◆ Text section:
-=-=-=-=-

With the help of the Hispanic Center of Western Michigan and Grand Rapids Public Schools, The Center for Latino Studies has launched the Woodbridge Promesa Summer Success Bridge Program, a free eight-week program for rising high school seniors. The program is designed to improve math, reading and ACT scores. “We want to raise student achievement to help students avoid the time and expense associated with taking remedial courses in college. The drop-out rate is higher among students requiring remedial classes,” says Cruz.

Students accepted to Ferris have an opportunity to transition to the Promesa Scholar program, which builds a cohort of students who get to know one and other before they ever get to campus. Promesa Scholars are awarded funding to pay for on-campus housing in their first year. “This is not a handout. We work with the students so that they understand the data that says, ‘Students who live in the residence halls vs. commuting to campus do better academically and also are more likely to remain enrolled.’ Providing the housing stipend addresses only one of the potential barriers facing incoming Latino students,” says Cruz.

Cruz and Baker are also launching Hablemos: Speaking Spanish Together at Ferris’ Big Rapids campus. “One of our primary charges is to support Latino students at Ferris and to introduce our non-Latino students to Latin American culture,” said Baker.

Erickson comments, “The Latino Business & Economic Development Center was a natural extension of the Center for Latino Studies and Ferris’ Entrepreneurship Institute… We saw an opportunity to support the business activities of our West Michigan business owners and growing West Michigan Latino population through entrepreneurial education and additional networking opportunities.”

-=-=-=-=-

◆ Required action: Continue the passage about the Latino programs at Ferris, starting right after Erickson's closing quotation.

-=-=-=-=-

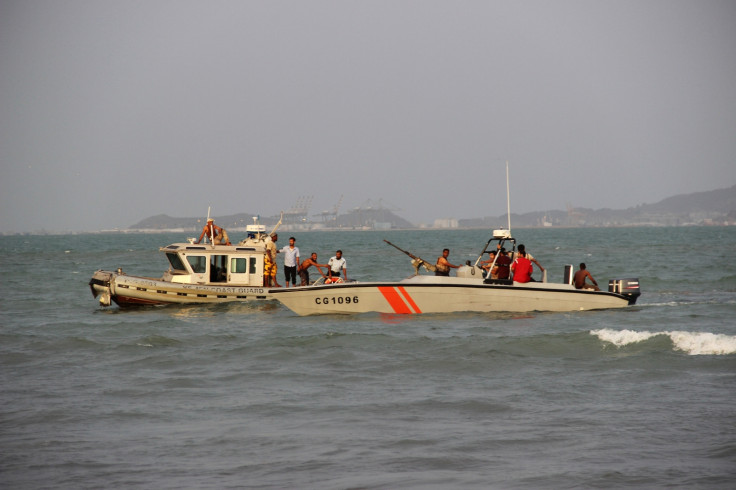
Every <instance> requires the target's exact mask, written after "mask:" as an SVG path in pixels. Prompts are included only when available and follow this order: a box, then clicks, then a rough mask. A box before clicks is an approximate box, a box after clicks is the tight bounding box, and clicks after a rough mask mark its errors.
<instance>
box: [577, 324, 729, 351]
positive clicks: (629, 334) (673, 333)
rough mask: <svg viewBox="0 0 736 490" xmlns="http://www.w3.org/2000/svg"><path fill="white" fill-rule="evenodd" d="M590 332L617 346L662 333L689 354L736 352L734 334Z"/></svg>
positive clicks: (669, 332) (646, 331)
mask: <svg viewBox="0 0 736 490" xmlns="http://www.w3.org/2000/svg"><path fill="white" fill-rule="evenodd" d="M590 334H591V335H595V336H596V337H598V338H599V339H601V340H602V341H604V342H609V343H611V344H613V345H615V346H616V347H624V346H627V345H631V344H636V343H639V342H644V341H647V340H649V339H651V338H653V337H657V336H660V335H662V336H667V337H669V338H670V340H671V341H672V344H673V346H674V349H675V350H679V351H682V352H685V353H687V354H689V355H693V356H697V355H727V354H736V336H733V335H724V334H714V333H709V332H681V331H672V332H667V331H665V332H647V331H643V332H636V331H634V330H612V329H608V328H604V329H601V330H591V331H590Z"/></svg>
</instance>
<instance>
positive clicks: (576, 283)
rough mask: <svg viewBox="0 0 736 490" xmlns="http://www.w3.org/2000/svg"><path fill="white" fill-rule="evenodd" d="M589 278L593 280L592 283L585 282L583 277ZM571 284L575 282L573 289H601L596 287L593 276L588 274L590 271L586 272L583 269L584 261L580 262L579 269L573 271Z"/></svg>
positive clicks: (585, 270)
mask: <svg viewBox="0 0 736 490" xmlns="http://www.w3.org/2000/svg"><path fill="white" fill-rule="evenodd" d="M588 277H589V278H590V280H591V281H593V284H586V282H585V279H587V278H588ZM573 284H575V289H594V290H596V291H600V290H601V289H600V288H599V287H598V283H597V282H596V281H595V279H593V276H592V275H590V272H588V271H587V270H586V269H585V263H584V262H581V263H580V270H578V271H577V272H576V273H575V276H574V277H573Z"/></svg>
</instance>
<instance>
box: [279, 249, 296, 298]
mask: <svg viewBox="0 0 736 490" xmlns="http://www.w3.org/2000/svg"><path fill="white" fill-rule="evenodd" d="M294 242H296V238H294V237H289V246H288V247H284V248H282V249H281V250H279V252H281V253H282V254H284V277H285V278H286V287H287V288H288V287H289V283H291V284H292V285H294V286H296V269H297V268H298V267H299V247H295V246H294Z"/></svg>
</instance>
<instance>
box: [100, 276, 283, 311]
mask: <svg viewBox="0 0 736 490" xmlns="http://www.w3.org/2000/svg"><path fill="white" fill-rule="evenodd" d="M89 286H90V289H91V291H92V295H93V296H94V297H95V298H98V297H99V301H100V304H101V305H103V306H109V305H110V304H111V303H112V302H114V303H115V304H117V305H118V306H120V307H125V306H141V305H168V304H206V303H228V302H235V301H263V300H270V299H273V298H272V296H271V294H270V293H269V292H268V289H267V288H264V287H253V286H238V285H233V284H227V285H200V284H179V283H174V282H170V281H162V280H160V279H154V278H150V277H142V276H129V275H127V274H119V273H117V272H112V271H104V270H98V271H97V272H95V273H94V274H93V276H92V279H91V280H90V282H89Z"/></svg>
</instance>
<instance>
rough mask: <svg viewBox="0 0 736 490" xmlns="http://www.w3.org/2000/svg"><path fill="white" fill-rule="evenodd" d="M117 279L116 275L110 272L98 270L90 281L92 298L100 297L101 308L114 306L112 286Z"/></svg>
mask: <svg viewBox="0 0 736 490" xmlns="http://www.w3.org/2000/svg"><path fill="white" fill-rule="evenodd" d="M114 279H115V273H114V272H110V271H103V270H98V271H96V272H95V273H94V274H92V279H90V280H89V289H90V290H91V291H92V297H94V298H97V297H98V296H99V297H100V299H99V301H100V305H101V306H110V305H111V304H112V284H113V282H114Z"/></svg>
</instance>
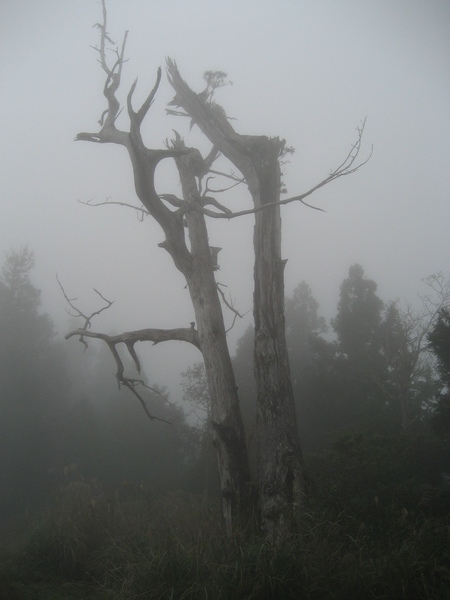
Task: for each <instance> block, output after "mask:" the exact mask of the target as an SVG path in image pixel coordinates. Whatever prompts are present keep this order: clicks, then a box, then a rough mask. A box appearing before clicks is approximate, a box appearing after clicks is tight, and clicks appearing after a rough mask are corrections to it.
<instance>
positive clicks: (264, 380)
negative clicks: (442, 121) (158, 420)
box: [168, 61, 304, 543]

-=-=-=-=-

◆ Exercise answer:
For the past 14 years, Carlos Sanchez has worked to promote diversity, build connections and create opportunities for Latino businesses in Grand Rapids and throughout West Michigan. Last year, Sanchez was named director of the Latino Business and Economic Development Center. He made the move from his position as executive director of the West Michigan Hispanic Chamber because he saw an opportunity to fill a need for Latino business owners and entrepreneurs. “These are first generation college grads who need a little help navigating the business and corporate world. We can empower this academically successful community of people to launch and achieve their maximum potential.”

The Latino Business and Economic Development Center is launching a leadership program to boost professional development among young Latinos in the Grand Rapids area. In addition to providing individuals the opportunity to advance their careers and better engage in the community at large, the program will support emerging Latino community leaders. “Graduates of the program will be better equipped to represent their community, make an impact and further their professional careers,” Sanchez says. “Better professionals benefit the communities they live in.”

Erickson summed it up, saying, “These programs are, in large part, initiatives driven by our dedicated faculty, staff, and community members who saw that we could benefit from offering all of our students and campus members more opportunities to use cultural understanding as a way to better connect with each other. We’ve created a space where so many of our students have come together to connect with each other, and we’re excited to be able to extend cultural learning opportunities to all of our faculty and staff members on campus as well. The truth is, we all come from different backgrounds, different family customs, and different experiences. These programs provide an opportunity for all of our students and campus to grow in cultural understanding, relating the similarities and differences of our life experiences as a way to better understand our global society.”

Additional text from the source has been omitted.